→ **EXERCISE REQUIREMENTS**:
Each line of data below is to be returned exactly, leaving out any picture.

→ **Natural-language object grounding data**:
-=-=-
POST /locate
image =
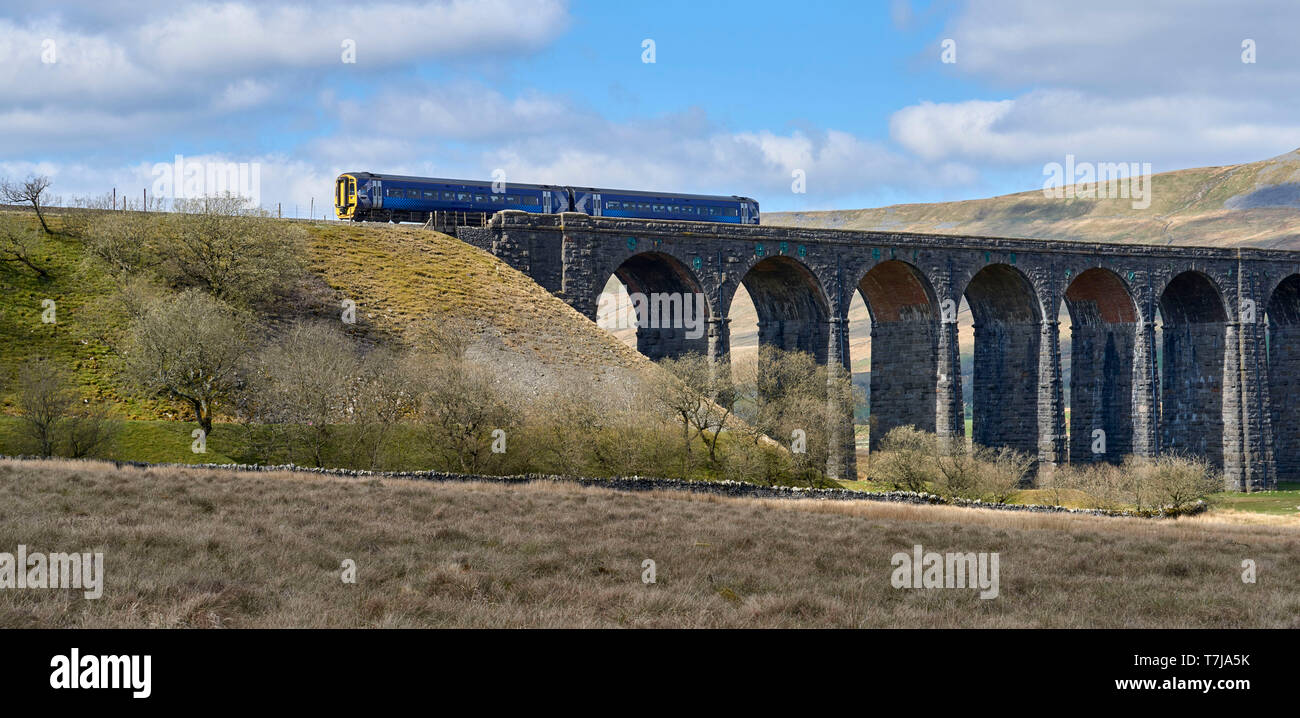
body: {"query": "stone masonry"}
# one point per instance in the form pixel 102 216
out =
pixel 1220 383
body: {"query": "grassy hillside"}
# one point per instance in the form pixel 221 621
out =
pixel 196 548
pixel 397 276
pixel 1253 204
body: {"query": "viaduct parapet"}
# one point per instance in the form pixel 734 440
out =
pixel 1221 381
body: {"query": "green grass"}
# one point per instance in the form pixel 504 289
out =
pixel 1282 502
pixel 155 441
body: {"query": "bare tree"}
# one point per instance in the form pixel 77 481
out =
pixel 89 432
pixel 44 399
pixel 187 346
pixel 18 247
pixel 384 396
pixel 701 398
pixel 460 406
pixel 216 243
pixel 306 381
pixel 29 191
pixel 125 242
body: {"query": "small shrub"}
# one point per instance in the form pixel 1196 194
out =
pixel 906 459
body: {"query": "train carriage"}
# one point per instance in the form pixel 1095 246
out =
pixel 368 197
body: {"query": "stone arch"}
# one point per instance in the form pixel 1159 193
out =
pixel 670 303
pixel 1103 341
pixel 1008 319
pixel 1191 367
pixel 793 312
pixel 904 347
pixel 1283 355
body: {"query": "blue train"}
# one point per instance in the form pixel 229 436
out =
pixel 367 197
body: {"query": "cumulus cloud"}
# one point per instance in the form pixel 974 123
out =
pixel 1045 125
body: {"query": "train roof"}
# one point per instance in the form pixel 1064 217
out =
pixel 602 190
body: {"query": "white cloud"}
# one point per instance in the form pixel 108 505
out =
pixel 1047 125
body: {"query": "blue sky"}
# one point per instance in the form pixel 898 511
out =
pixel 740 96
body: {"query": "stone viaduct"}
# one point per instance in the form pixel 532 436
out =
pixel 1173 349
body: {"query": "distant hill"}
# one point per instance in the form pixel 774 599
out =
pixel 1255 204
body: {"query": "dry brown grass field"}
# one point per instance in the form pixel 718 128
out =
pixel 198 548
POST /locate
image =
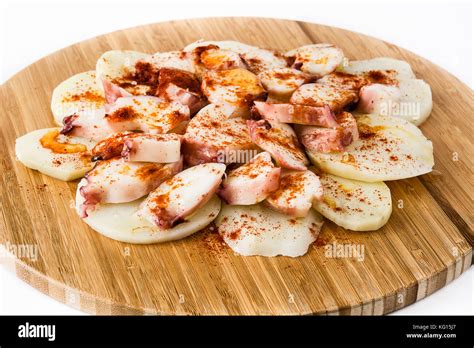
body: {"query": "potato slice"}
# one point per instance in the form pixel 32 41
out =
pixel 79 93
pixel 234 46
pixel 389 148
pixel 402 68
pixel 258 230
pixel 354 205
pixel 120 221
pixel 62 166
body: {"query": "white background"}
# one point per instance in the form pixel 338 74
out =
pixel 438 31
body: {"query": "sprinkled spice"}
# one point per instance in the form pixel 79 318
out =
pixel 50 141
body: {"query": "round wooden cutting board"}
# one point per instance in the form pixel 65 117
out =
pixel 426 244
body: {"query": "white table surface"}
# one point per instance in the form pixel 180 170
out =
pixel 439 31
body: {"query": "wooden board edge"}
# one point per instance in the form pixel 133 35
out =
pixel 89 304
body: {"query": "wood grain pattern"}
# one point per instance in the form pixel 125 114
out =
pixel 425 245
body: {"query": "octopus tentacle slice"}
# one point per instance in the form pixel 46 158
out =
pixel 211 136
pixel 325 140
pixel 252 182
pixel 280 141
pixel 296 194
pixel 318 59
pixel 140 147
pixel 178 198
pixel 138 113
pixel 298 114
pixel 118 181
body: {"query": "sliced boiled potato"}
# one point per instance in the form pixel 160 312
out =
pixel 380 63
pixel 120 222
pixel 354 205
pixel 114 65
pixel 258 230
pixel 234 46
pixel 63 166
pixel 389 148
pixel 416 102
pixel 78 93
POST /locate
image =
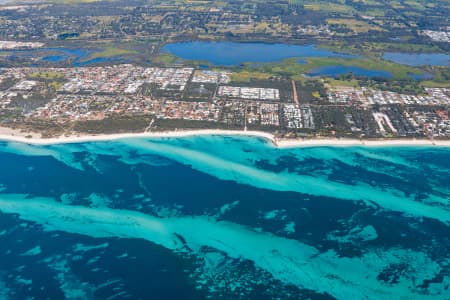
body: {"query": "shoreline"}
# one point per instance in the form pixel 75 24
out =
pixel 11 135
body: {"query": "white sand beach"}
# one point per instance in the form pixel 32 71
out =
pixel 7 134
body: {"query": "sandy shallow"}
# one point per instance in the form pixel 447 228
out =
pixel 7 134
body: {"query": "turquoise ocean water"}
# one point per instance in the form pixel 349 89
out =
pixel 216 217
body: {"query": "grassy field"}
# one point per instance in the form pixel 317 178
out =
pixel 165 59
pixel 356 26
pixel 47 76
pixel 290 67
pixel 246 76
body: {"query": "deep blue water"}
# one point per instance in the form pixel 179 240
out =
pixel 335 71
pixel 223 218
pixel 231 53
pixel 418 59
-=-=-
→ **ANSWER BELOW**:
POST /locate
image =
body: {"query": "stone masonry"}
# one point per instance in the form pixel 102 216
out =
pixel 1220 383
body: {"query": "grassy hillside"}
# one point per instance in the form pixel 221 621
out =
pixel 196 548
pixel 397 276
pixel 1253 204
body: {"query": "viaduct parapet"}
# one point per instance in the form pixel 734 440
out =
pixel 1221 381
body: {"query": "green grass"}
# one point per instance in the form pixel 504 289
out =
pixel 1282 502
pixel 155 441
body: {"query": "bare tree"}
# one point per instance in the form pixel 77 481
out =
pixel 89 432
pixel 44 399
pixel 187 346
pixel 18 247
pixel 384 396
pixel 701 398
pixel 460 406
pixel 216 243
pixel 306 381
pixel 29 191
pixel 125 242
body: {"query": "small shrub"}
# one point per instance in the form pixel 1196 194
out =
pixel 906 459
body: {"query": "train carriage"}
# one point per instance in the form pixel 1095 246
out =
pixel 368 197
body: {"query": "stone arch"}
# one point per instance in the form pixel 1159 193
out =
pixel 670 303
pixel 1103 341
pixel 1008 319
pixel 1191 367
pixel 793 312
pixel 904 347
pixel 1283 355
body: {"query": "blue train"}
# one point per instance in the form pixel 229 436
out =
pixel 367 197
body: {"query": "cumulus cloud"}
# one point per instance in the form pixel 974 123
out =
pixel 1045 125
body: {"query": "train roof"}
# one point per instance in the form pixel 1064 217
out =
pixel 602 190
body: {"query": "white cloud"}
# one point per instance in the form pixel 108 505
out =
pixel 1047 125
body: {"query": "blue sky"}
# one point per instance in the form pixel 898 511
out =
pixel 740 96
body: {"query": "stone viaduct"}
# one point per instance in the form pixel 532 436
out =
pixel 1173 349
body: {"query": "distant hill"}
# one point per instance in the form pixel 774 599
out =
pixel 1255 204
body: {"query": "dry brown grass field"}
# one point per instance in the form pixel 718 128
out =
pixel 198 548
POST /locate
image =
body: {"query": "potato slice"}
# one point per instance in the form pixel 32 41
out =
pixel 79 93
pixel 234 46
pixel 389 148
pixel 402 68
pixel 258 230
pixel 354 205
pixel 120 221
pixel 62 166
body: {"query": "white background"}
# one point per instance in the form pixel 338 74
out =
pixel 438 31
body: {"query": "sprinkled spice"}
# one point per instance in the form pixel 79 318
out =
pixel 50 141
body: {"query": "round wooden cutting board"}
# one point per instance in the form pixel 65 117
out =
pixel 426 244
body: {"query": "white table surface"}
# one point per instance in the form pixel 180 170
out =
pixel 439 31
body: {"query": "wooden board edge"}
# one point per instance in the form pixel 133 35
out =
pixel 89 304
body: {"query": "wood grain pattern"}
# one point per instance in the form pixel 125 114
out =
pixel 425 245
body: {"query": "octopus tentacle slice"}
# one point per instance in the form pixel 46 158
out =
pixel 211 136
pixel 325 140
pixel 252 182
pixel 280 141
pixel 296 194
pixel 318 59
pixel 140 147
pixel 178 198
pixel 138 113
pixel 298 114
pixel 118 181
body: {"query": "sliced boiled potato"}
# one point per instance in the form pixel 160 312
out =
pixel 380 63
pixel 120 222
pixel 354 205
pixel 114 65
pixel 258 230
pixel 234 46
pixel 63 166
pixel 389 148
pixel 416 102
pixel 78 93
POST /locate
image =
body: {"query": "shoreline"}
# one point per instance in the form pixel 75 24
out =
pixel 11 135
body: {"query": "white sand beach"}
# one point per instance in the form pixel 32 71
out =
pixel 7 134
body: {"query": "sandy shallow"}
# one point per instance in the form pixel 447 228
out =
pixel 7 134
body: {"query": "turquoise ocean water"}
# one point per instance in the form pixel 349 89
out =
pixel 216 217
body: {"query": "grassy field"}
# one point per instance in the form pixel 317 178
out =
pixel 165 59
pixel 356 26
pixel 47 76
pixel 290 67
pixel 246 76
body: {"query": "deep blue water"}
# one point per instance in the form pixel 179 240
out =
pixel 335 71
pixel 223 218
pixel 231 53
pixel 418 59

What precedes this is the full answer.